EMA and FDA Create Pharmacovigilance Collaboration
The European Medicines Agency (EMA) and the US Food and Drug Administration (FDA) have announced that they will reinforce their efforts on medicines safety through regular collaborative meetings.
The regulatory agencies confirmed that they will be forming a new pharmacovigilance ‘cluster’ to provide an opportunity to share information on the safety of medicines.
The cluster will involve monthly meetings via a teleconference, during which representatives from the regulatory bodies will discuss ‘areas that have been identified as requiring an intensified exchange of information and collaboration’.
Representatives from Canada and Japan’s regulatory agencies will also participate in the meetings as observers.
In a joint statement, the EMA and FDA commented that “this increased degree of interaction will allow the agencies to work swiftly in the area of the safety of medicines and to coordinate communication activities.”
The announcement follows intensified efforts in medicines safety from the European Medicines Agency, focused around the launch of new pharmacovigilance legislation in 2012.
These rules include new powers for the European regulatory body, allowing the regulatory agency to ask for post-marketing safety and efficacy studies, and the creation of a Pharmacovigilance Risk Assessment Committee (PRAC) to recommend on drug safety issues in Europe.

▶ [RAW DATA]:
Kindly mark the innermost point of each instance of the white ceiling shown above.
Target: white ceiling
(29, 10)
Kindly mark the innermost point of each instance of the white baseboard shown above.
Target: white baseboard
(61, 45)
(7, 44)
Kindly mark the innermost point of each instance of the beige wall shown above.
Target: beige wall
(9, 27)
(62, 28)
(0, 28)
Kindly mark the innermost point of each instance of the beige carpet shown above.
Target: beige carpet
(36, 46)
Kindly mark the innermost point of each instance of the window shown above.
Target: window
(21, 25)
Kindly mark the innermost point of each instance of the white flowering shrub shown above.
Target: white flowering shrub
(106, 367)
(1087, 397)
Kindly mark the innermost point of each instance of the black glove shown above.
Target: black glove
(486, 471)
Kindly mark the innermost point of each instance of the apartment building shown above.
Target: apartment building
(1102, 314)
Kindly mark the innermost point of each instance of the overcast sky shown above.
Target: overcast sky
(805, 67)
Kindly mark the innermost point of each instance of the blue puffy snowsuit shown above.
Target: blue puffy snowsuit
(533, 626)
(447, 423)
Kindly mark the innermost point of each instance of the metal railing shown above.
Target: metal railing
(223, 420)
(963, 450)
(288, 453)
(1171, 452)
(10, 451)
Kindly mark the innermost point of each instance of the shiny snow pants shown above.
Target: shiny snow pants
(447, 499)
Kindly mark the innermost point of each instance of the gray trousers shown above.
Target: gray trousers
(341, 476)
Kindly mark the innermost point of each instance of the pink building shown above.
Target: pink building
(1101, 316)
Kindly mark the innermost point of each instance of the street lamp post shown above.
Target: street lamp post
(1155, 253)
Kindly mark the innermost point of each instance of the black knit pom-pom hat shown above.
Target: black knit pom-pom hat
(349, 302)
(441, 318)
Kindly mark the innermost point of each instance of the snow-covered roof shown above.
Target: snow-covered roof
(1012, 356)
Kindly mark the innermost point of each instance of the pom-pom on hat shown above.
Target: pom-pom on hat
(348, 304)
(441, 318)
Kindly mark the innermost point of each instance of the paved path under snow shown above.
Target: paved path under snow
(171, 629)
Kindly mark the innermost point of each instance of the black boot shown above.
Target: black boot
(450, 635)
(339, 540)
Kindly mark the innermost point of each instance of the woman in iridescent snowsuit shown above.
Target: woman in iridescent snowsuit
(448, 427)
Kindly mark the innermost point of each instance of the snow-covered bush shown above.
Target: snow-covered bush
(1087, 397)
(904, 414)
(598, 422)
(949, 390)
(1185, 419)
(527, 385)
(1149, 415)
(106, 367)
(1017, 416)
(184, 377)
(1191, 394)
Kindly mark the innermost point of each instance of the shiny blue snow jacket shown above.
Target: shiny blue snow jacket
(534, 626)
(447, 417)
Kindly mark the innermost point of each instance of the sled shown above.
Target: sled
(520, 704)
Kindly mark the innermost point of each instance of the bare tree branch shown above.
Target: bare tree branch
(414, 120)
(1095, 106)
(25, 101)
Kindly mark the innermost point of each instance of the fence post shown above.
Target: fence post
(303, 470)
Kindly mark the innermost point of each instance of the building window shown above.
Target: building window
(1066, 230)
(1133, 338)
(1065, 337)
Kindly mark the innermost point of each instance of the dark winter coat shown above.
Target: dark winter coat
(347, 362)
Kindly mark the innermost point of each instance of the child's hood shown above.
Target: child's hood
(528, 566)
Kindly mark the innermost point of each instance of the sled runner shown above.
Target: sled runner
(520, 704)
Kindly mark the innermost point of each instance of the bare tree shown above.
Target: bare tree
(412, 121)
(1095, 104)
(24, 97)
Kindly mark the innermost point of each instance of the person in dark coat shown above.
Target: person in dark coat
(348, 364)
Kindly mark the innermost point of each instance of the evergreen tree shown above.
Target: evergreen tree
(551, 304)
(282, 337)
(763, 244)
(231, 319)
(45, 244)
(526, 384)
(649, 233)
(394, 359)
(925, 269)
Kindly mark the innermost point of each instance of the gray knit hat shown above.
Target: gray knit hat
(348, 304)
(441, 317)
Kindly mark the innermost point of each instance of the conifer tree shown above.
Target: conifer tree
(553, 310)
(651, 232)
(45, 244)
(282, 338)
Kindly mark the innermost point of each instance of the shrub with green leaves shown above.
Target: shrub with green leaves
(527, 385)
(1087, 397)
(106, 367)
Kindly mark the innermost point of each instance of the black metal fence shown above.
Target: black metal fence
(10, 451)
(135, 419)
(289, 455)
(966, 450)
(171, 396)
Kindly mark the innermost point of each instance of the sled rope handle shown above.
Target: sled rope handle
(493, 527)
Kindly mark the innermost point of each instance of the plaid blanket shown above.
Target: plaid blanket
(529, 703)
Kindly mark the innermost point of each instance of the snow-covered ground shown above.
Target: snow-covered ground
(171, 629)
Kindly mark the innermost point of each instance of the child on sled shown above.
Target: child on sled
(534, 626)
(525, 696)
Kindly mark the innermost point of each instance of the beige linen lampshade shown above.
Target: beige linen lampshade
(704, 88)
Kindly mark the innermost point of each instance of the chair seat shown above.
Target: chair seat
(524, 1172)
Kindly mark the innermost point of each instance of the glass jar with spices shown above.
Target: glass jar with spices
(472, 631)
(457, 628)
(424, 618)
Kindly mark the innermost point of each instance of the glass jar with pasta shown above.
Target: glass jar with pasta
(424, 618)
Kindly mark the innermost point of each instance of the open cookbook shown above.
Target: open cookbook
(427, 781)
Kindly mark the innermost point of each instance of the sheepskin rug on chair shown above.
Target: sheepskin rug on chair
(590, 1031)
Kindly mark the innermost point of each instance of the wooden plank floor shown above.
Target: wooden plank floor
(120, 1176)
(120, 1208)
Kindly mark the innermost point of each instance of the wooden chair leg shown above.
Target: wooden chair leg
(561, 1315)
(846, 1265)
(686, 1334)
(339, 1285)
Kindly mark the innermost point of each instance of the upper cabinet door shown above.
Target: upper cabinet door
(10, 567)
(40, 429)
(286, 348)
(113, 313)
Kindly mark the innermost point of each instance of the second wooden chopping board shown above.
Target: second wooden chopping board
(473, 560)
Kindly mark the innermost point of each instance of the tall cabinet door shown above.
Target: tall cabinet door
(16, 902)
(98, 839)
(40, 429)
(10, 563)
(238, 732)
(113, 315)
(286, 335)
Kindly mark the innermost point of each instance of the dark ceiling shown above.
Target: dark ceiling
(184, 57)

▶ [CHECK YOUR UNDERSTANDING]:
[A] Reproduce word for word the passage of the pharmacovigilance article that begins at the words "These rules include" and stops after "issues in Europe.".
[B] Can you restate the paragraph of the pharmacovigilance article that opens with "These rules include new powers" as a short bulleted list, keeping its main facts?
The records have no part in this work.

▶ [ANSWERS PER TASK]:
[A]
These rules include new powers for the European regulatory body, allowing the regulatory agency to ask for post-marketing safety and efficacy studies, and the creation of a Pharmacovigilance Risk Assessment Committee (PRAC) to recommend on drug safety issues in Europe.

[B]
The rules include:
- new powers that let the European regulatory body ask for post-marketing safety and efficacy studies
- the creation of a Pharmacovigilance Risk Assessment Committee (PRAC) to recommend on drug safety issues in Europe